### TEXTO DE ORIGEN
..........

La poesìa de Diana Toro Angel




Por JOSE MIGUEL ALZATE

“Etérea lírica” es un libro de poemas de escasas noventa páginas donde se advierte la voz auténtica de una mujer romántica que encontró en la poesía un canal expresivo para darle forma a las vibraciones de su alma. Diana Toro Angel, su autora, nacida en Filadelfia, es una psicóloga especializada en neuropsicopedagogía, egresada de la Universidad de Manizales, que desde hace varios años viene experimentando con el lenguaje poético, escribiendo versos donde transmite los gozos de su corazón, su acendrado amor de madre, sus preocupaciones existenciales y, sobre todo, su enamoramiento de los niños. Los suyos son poemas donde vibra el sentimiento de una mujer frente a la vida. Versos que se dejan leer por la frescura de su lenguaje.

¿Qué es un poeta? Es fácil explicarlo. Pero me remito a una hermosa descripción que hizo de este oficio César Montoya Ocampo. Dice el escritor aranzacita que un poeta es un visionario. Alguien que “no mira el paisaje como una aburrida mancha verde, salida de los dedos regordetes de un rústico pintor”. Es un ser humano que “siente que por debajo de esas acuarelas vegetales, una tropilla de ángeles desocupados tañe violines intangibles”. Un poeta es un creador de belleza “diestro para pulsar la lira en los escombros de los atardeceres”. Un soñador que “descubre en la voz humana modulados embrujos que ponen a vibrar los  delicados telares del alma”. Para el poeta, “la brizna del agua que gorgoritea por el declive de los peñascos, danza sobre paredes resbaladizas y baja cantando”.

..........

### INFORMACIÓN PROPORCIONADA
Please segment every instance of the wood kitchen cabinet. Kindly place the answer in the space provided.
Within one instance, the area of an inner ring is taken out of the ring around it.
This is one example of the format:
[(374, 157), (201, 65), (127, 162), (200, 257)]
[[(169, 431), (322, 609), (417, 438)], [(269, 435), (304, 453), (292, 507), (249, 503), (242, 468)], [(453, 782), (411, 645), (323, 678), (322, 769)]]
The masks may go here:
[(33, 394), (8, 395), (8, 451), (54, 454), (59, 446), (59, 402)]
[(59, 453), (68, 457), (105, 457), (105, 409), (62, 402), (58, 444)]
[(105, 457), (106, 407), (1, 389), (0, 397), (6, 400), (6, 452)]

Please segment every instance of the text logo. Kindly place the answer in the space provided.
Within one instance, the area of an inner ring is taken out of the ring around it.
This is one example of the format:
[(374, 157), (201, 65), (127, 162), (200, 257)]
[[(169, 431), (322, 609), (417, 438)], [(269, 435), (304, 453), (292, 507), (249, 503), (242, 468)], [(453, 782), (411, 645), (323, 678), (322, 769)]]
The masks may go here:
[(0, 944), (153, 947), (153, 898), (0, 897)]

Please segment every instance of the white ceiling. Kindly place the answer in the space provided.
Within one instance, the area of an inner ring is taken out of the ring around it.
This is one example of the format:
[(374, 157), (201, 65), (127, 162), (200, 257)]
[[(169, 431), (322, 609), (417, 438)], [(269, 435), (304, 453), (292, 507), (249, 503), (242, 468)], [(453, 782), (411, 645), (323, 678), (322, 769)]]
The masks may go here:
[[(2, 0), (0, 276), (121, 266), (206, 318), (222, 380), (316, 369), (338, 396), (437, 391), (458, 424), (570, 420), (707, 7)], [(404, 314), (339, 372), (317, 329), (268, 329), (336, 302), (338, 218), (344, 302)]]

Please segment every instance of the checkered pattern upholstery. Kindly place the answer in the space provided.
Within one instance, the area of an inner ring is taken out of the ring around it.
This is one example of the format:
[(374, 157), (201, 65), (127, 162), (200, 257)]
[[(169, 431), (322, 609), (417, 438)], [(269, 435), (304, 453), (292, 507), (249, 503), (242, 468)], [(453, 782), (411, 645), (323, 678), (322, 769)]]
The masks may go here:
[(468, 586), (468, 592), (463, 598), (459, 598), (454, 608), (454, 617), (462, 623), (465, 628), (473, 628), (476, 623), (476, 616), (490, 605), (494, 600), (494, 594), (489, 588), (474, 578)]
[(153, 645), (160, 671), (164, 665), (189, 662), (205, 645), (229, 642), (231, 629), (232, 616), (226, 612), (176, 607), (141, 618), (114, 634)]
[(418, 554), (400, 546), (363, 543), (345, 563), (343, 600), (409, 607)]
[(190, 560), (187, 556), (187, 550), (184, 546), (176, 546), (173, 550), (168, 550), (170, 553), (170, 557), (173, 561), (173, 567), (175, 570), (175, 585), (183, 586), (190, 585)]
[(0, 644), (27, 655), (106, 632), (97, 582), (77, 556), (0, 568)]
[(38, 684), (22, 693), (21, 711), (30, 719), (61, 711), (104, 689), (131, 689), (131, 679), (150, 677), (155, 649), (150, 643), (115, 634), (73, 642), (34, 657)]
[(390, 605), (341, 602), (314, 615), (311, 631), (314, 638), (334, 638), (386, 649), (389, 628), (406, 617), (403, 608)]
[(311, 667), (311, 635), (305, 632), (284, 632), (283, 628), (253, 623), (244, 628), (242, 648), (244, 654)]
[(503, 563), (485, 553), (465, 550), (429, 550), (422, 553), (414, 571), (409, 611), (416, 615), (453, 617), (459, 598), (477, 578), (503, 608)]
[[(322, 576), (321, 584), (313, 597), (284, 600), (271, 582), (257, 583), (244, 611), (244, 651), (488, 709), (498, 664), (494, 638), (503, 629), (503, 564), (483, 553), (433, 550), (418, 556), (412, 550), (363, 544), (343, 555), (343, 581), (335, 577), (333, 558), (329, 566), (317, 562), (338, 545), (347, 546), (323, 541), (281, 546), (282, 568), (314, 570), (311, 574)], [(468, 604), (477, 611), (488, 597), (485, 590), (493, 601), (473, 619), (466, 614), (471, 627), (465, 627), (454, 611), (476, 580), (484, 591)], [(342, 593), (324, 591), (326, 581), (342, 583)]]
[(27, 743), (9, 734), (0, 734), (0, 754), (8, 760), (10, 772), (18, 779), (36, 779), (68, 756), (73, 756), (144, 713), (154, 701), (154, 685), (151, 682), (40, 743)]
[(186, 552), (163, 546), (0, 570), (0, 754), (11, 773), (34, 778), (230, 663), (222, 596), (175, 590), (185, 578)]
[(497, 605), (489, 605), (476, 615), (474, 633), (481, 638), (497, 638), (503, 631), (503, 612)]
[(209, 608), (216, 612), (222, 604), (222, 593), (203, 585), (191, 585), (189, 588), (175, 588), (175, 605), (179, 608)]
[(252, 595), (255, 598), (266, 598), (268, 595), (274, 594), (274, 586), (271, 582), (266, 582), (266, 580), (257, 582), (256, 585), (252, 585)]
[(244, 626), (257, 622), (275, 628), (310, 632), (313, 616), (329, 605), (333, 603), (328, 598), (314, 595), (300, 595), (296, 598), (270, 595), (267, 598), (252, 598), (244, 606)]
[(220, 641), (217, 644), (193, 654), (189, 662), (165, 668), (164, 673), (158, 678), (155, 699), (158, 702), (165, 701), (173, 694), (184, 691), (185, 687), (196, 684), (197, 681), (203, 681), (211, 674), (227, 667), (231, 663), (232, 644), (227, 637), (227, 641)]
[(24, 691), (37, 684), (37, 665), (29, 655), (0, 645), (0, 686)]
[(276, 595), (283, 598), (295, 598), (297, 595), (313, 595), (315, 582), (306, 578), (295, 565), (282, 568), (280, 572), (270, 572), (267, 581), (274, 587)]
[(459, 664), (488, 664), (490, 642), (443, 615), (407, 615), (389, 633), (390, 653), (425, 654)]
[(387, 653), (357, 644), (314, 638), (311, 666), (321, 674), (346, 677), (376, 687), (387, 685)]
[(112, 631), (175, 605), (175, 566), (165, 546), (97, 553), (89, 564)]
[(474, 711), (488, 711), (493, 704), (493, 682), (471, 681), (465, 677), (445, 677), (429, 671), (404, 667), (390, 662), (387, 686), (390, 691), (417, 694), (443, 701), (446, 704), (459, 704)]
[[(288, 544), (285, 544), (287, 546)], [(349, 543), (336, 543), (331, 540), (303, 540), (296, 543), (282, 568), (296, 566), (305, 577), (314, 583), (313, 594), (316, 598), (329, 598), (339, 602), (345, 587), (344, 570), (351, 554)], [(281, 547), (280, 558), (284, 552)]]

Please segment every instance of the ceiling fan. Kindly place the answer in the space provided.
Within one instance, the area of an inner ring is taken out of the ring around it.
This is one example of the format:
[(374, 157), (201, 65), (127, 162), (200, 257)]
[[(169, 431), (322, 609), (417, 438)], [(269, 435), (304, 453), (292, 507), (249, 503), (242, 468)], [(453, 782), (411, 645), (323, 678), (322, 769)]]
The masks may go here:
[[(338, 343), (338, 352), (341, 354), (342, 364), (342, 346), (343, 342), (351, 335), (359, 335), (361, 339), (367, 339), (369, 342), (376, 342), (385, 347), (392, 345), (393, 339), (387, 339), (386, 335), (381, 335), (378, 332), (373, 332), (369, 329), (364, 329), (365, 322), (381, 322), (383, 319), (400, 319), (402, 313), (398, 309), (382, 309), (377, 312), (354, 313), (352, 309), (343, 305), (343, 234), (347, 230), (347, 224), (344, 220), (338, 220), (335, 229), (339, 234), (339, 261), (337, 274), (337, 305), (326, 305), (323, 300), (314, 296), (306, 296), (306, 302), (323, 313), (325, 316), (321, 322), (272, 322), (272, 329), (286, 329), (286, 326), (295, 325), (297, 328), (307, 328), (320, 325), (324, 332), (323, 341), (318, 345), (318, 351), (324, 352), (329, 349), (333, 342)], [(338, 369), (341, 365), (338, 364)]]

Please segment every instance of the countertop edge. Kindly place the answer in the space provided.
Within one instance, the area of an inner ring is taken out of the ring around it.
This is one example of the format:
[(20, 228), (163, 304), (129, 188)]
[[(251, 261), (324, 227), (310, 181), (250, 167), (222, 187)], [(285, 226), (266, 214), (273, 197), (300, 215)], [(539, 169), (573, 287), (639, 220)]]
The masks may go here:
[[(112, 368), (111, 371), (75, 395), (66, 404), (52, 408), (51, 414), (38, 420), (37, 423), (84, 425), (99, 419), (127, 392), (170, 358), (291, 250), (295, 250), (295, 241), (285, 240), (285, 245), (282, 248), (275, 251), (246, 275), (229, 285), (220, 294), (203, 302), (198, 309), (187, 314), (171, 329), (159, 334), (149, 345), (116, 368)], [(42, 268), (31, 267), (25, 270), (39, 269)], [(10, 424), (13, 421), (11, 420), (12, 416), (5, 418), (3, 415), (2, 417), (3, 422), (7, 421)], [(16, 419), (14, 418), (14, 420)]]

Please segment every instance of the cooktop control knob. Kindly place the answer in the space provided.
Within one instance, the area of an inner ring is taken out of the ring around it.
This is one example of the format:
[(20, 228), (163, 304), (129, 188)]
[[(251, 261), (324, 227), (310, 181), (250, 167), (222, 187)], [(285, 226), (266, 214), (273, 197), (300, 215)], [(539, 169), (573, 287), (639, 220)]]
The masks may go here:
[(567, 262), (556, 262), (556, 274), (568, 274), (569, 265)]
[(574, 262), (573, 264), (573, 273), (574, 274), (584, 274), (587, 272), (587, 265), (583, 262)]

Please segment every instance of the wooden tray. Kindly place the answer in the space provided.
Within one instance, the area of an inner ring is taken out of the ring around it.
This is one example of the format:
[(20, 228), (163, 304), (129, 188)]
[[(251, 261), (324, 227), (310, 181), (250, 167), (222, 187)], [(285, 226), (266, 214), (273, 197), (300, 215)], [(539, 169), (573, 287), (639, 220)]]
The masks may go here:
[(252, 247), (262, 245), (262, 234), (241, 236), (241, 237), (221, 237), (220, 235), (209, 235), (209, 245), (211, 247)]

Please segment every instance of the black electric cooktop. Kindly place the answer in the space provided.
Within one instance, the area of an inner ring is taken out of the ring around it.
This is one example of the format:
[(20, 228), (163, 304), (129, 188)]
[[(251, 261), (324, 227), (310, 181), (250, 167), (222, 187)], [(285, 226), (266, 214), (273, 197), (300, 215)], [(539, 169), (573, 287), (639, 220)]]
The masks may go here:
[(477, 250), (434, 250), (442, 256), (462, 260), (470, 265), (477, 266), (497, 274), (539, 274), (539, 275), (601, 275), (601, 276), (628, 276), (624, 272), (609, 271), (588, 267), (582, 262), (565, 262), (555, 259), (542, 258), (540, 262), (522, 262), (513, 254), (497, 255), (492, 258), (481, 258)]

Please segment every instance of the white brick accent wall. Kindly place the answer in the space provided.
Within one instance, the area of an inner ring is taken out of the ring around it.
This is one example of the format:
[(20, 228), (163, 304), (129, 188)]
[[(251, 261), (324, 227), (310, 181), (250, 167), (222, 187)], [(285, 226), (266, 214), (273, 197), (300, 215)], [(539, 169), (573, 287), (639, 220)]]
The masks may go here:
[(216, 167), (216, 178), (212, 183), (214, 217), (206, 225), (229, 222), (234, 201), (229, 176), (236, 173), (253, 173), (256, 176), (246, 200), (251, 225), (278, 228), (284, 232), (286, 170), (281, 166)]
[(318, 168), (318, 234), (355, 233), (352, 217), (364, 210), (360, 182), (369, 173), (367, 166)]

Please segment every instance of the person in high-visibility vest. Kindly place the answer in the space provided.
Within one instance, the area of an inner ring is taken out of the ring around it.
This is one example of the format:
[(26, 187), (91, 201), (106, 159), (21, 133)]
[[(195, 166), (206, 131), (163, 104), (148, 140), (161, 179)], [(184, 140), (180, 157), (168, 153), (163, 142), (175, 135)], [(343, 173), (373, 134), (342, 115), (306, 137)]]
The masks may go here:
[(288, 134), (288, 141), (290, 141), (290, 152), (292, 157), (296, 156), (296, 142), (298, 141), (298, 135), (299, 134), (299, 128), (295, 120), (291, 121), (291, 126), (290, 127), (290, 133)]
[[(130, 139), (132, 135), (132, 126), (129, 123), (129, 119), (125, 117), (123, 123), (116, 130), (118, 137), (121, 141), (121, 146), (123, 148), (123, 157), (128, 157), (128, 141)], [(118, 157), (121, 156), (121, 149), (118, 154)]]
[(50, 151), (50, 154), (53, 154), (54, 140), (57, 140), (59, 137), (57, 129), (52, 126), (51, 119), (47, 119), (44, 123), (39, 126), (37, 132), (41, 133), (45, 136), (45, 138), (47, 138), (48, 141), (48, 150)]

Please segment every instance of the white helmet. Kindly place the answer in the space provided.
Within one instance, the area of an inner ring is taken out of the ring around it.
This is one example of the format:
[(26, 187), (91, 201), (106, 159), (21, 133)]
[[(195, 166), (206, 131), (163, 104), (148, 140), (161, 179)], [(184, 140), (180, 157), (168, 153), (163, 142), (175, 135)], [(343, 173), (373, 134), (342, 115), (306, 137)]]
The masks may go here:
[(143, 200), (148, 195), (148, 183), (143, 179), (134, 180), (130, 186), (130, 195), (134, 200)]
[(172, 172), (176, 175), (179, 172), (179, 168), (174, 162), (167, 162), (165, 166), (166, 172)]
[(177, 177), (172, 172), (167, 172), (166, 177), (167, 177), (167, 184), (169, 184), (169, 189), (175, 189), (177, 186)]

..........

### TAREA INDICADA 1
Por favor, transcribe del texto de origen el fragmento que comienza con "La poesìa de" y sigue hasta "de su lenguaje.".
### TAREA INDICADA 2
Según el texto de origen, ¿de qué universidad egresó Diana Toro Angel?

### RESPUESTA 1
La poesìa de Diana Toro Angel




Por JOSE MIGUEL ALZATE

“Etérea lírica” es un libro de poemas de escasas noventa páginas donde se advierte la voz auténtica de una mujer romántica que encontró en la poesía un canal expresivo para darle forma a las vibraciones de su alma. Diana Toro Angel, su autora, nacida en Filadelfia, es una psicóloga especializada en neuropsicopedagogía, egresada de la Universidad de Manizales, que desde hace varios años viene experimentando con el lenguaje poético, escribiendo versos donde transmite los gozos de su corazón, su acendrado amor de madre, sus preocupaciones existenciales y, sobre todo, su enamoramiento de los niños. Los suyos son poemas donde vibra el sentimiento de una mujer frente a la vida. Versos que se dejan leer por la frescura de su lenguaje.

### RESPUESTA 2
De la Universidad de Manizales.